## DO THIS
Put each line of the entries below into a JSON list of strings, one string per line, omitting blank lines and leaving the pictures out.

## DATA FOR THIS TASK
● ● ● ● ● ● ●

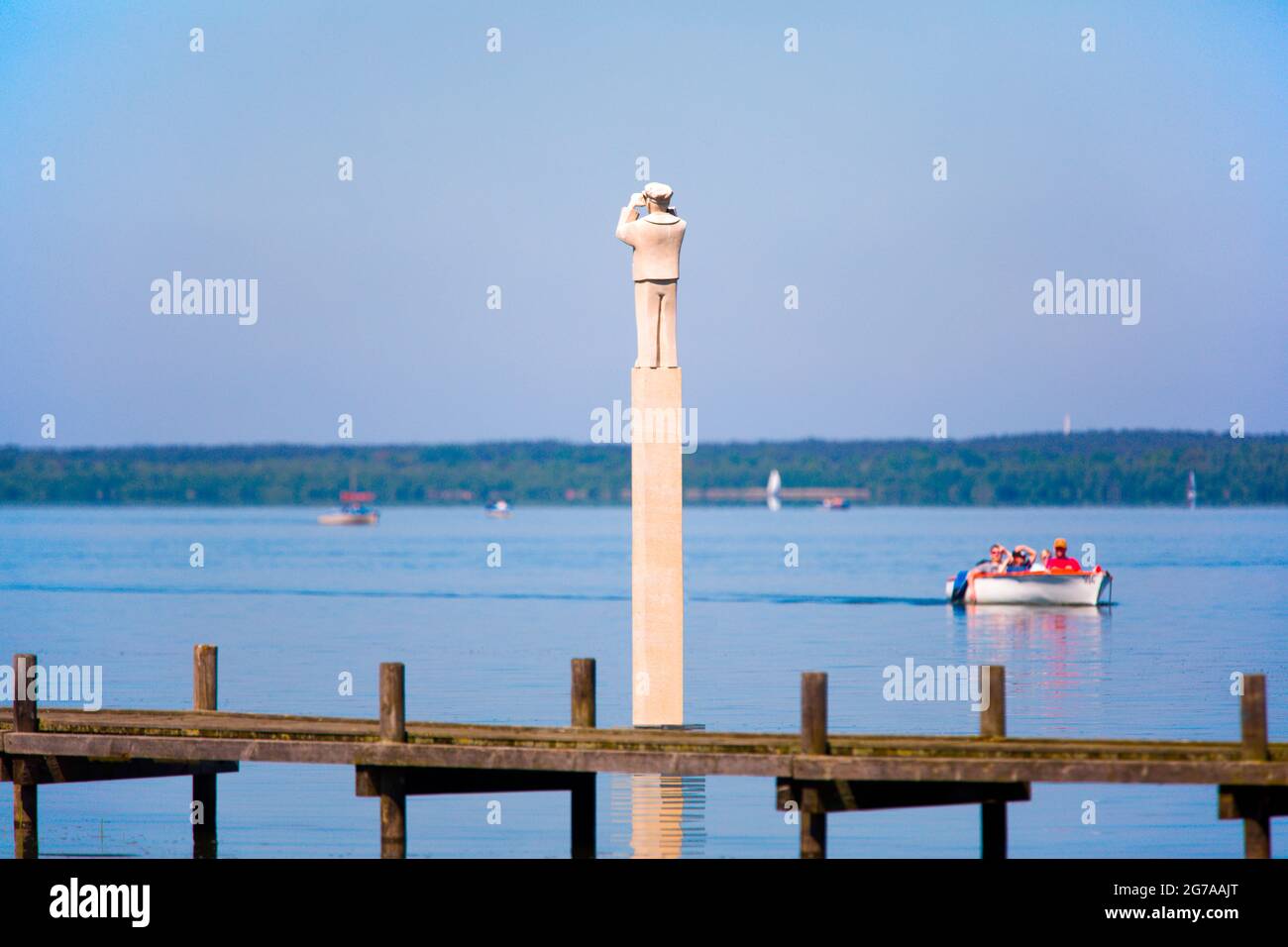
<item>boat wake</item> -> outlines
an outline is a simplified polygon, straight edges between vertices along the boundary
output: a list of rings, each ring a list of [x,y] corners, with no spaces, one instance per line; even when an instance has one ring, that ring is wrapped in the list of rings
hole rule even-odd
[[[50,585],[14,582],[0,585],[0,591],[84,593],[99,595],[295,595],[303,598],[389,598],[389,599],[495,599],[536,602],[630,602],[629,594],[604,593],[540,593],[540,591],[437,591],[397,589],[261,589],[202,588],[166,585]],[[905,595],[800,595],[782,593],[697,593],[688,602],[778,606],[939,606],[938,598]]]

● ● ● ● ● ● ●

## RESULT
[
  "<item>boat wake</item> -> outlines",
  "an outline is a simplified polygon, straight edges between vertices along the boundary",
  "output: a list of rings, each ring a list of [x,y] corners, with no spaces, one instance per line; even when an instance has one ring, that ring is wrapped in the list of rings",
  "hole rule even-odd",
  "[[[50,585],[14,582],[0,585],[0,591],[84,593],[99,595],[295,595],[303,598],[389,598],[389,599],[495,599],[536,602],[630,602],[629,594],[604,593],[540,593],[540,591],[437,591],[397,589],[261,589],[202,588],[166,585]],[[905,595],[800,595],[782,593],[697,593],[688,602],[778,606],[939,606],[938,598]]]"
]